Records provided:
────────
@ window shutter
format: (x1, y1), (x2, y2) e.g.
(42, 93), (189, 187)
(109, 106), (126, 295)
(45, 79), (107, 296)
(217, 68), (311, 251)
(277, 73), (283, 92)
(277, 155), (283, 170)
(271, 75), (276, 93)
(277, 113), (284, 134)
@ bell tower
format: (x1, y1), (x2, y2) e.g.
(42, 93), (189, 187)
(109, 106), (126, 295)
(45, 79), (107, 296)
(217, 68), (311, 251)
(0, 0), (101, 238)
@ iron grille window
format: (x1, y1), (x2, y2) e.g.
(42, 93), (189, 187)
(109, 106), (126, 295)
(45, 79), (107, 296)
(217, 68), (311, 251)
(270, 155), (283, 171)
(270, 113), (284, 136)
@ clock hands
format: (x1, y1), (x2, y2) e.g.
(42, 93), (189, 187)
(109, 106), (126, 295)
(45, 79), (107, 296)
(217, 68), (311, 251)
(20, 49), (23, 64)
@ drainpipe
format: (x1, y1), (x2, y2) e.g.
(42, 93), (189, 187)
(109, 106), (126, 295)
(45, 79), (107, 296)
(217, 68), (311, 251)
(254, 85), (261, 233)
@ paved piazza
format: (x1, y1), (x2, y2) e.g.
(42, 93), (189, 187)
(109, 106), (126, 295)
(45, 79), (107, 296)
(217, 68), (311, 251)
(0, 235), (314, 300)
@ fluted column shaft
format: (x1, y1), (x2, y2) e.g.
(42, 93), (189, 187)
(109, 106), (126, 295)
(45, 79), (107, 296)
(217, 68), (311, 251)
────────
Stated goal: Can you rewrite the lines from the one holding "iron grille window" through the last line, inclusive, and only those? Keep the requests and their format samples unchanged, but multiply every coordinate in the answers by 0.45 and round each result to a whole number, with halves rounded up.

Task solution:
@ iron grille window
format: (x1, y1), (x2, y2) e.g.
(42, 93), (189, 187)
(109, 106), (126, 295)
(45, 79), (107, 296)
(217, 68), (311, 251)
(122, 70), (127, 77)
(122, 51), (128, 61)
@ clock hands
format: (x1, y1), (x2, y2) e.g.
(42, 93), (189, 187)
(109, 106), (126, 295)
(45, 79), (107, 296)
(217, 68), (311, 251)
(9, 22), (10, 29)
@ drainpipe
format: (x1, y1), (x2, y2) e.g.
(42, 93), (189, 187)
(109, 106), (126, 295)
(45, 79), (107, 296)
(217, 68), (311, 251)
(114, 38), (117, 105)
@ paved piazza
format: (x1, y1), (x2, y2) e.g.
(42, 93), (189, 187)
(109, 106), (126, 295)
(45, 79), (107, 296)
(217, 68), (311, 251)
(0, 106), (141, 135)
@ fluted column shaft
format: (x1, y1), (x2, y2) e.g.
(42, 93), (189, 187)
(109, 106), (126, 295)
(45, 79), (107, 296)
(217, 68), (311, 251)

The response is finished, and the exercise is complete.